Exercise: Write out again the part of the items below that opens with the line containing "of the headscarf." and closes with the line containing "Target: baby lying on blanket", both ends included and requests kept, and shift every coordinate in the answers up by 57.

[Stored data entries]
* * *
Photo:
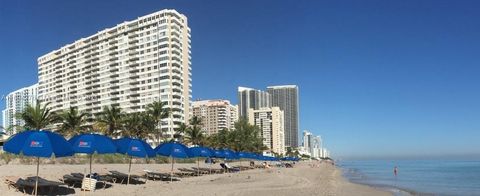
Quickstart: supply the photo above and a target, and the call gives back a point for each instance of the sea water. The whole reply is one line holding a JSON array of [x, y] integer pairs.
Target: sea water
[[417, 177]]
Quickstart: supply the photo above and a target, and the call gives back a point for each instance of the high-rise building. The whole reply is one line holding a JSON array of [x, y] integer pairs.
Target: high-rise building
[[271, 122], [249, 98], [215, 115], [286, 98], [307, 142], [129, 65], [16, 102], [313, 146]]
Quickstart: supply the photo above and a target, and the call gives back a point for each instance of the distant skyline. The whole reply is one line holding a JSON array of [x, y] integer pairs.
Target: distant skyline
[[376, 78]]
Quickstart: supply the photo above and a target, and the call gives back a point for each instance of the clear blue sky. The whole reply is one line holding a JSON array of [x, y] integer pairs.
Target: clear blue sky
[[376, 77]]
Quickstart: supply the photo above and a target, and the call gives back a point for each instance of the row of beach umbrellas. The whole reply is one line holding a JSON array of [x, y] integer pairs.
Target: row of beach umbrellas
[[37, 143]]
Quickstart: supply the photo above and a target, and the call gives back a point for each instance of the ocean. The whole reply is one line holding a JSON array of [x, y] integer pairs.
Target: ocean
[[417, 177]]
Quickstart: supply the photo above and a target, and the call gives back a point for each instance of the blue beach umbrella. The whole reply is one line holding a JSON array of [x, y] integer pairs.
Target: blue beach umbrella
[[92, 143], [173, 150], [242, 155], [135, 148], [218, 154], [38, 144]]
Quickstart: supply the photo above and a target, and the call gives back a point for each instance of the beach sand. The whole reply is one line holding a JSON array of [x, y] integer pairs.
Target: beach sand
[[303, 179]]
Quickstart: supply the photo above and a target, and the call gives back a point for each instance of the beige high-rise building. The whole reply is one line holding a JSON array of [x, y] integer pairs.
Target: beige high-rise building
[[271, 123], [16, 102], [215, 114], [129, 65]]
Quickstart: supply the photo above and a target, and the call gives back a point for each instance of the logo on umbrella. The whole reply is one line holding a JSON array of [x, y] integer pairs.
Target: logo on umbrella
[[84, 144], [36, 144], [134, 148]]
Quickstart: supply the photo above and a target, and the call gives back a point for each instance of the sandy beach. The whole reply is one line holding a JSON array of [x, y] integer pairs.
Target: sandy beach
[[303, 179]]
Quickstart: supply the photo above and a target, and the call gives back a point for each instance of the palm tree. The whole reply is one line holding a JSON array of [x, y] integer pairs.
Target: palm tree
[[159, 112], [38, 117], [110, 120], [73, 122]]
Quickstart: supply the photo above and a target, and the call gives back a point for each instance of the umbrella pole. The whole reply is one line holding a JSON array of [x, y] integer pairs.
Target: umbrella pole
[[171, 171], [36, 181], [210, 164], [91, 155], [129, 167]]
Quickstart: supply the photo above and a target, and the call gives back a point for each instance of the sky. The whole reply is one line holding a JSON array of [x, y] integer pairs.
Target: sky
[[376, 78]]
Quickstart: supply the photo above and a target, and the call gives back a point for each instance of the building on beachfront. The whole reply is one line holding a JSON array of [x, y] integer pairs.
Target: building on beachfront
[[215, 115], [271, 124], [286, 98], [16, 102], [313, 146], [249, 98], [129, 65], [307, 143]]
* * *
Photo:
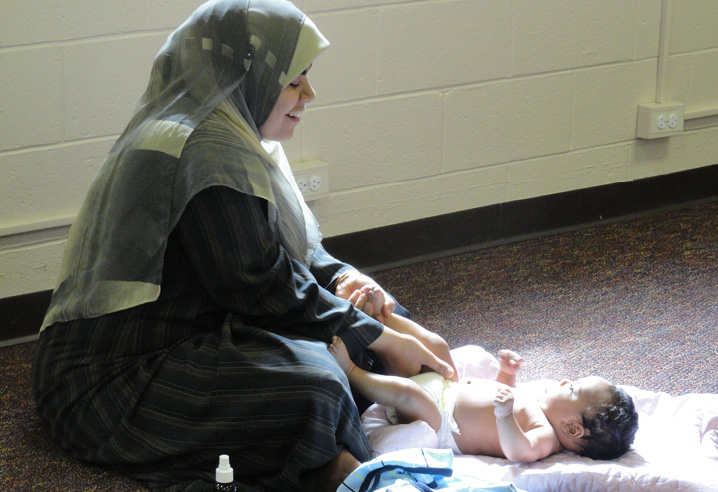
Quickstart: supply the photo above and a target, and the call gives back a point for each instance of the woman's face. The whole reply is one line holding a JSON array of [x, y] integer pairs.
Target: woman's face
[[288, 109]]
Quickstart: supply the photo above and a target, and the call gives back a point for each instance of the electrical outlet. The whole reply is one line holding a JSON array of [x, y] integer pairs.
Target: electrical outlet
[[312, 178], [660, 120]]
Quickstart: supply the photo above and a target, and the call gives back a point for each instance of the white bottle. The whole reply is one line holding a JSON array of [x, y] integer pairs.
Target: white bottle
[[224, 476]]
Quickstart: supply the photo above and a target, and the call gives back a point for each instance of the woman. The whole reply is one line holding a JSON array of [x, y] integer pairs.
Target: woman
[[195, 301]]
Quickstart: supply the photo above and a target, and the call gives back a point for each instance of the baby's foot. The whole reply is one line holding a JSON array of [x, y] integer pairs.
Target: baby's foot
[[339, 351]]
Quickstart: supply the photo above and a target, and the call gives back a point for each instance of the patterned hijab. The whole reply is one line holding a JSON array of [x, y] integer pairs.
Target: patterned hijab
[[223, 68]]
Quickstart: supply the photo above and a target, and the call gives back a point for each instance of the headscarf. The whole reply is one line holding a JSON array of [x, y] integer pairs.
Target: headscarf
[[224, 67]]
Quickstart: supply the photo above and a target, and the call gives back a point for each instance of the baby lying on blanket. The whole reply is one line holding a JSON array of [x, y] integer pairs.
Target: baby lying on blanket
* * *
Result of this task:
Quickstart: supply the photo above and a target, and the call gives back a point for each instance of the headscarf. The whole reply is one line holding a JSON array of [x, y] integer pairs.
Target: headscarf
[[281, 124]]
Quickstart: supply the photo above and a target, and the call gives back a point for each instance of the baby lying on blanket. The whole reply is one line holding a JSON array of [x, y] integer pairs.
Target: baby lying on blanket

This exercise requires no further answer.